What the task requires —
Using the reflection on the January 2 reading below, list everything the quoted passage says about the man who denies that Jesus is the Christ.

Text shown —
%%
The First Reading assigned for January 2 (post Christmas Octave and pre Epiphany) got me thinking about principled Catholic living in a world allergic to good old fashioned absolutes, a world sadly hell bent on absolutely rejecting both the first and the last things. This year today's passage from 1 John is the only reading of the OF lectionary we will share in common throughout the world, because of the divergence of Epiphany dates (Sunday versus 6 January) depending on where you live in the world:
"The man who denies that Jesus is the Christ – he is the liar, he is Antichrist;
and he is denying the Father as well as the Son,
because no one who has the Father can deny the Son,
and to acknowledge the Son is to have the Father as well.
Keep alive in yourselves what you were taught in the beginning:
as long as what you were taught in the beginning is alive in you,
you will live in the Son and in the Father;
and what is promised to you by his own promise is eternal life.
%%
Collected data —
%%
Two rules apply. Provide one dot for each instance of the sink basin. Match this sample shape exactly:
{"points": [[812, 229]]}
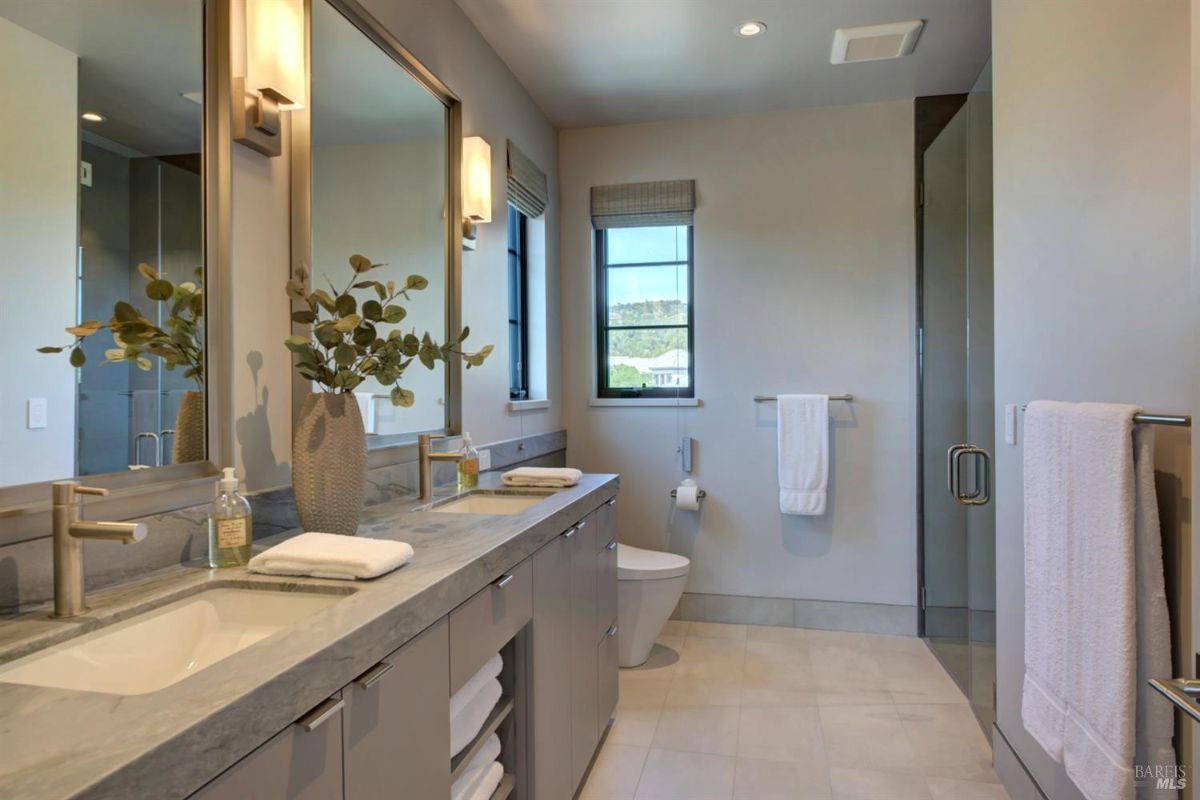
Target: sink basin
{"points": [[495, 503], [162, 647]]}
%%
Response to the task —
- He is the liar.
- He is Antichrist.
- He is denying the Father as well as the Son.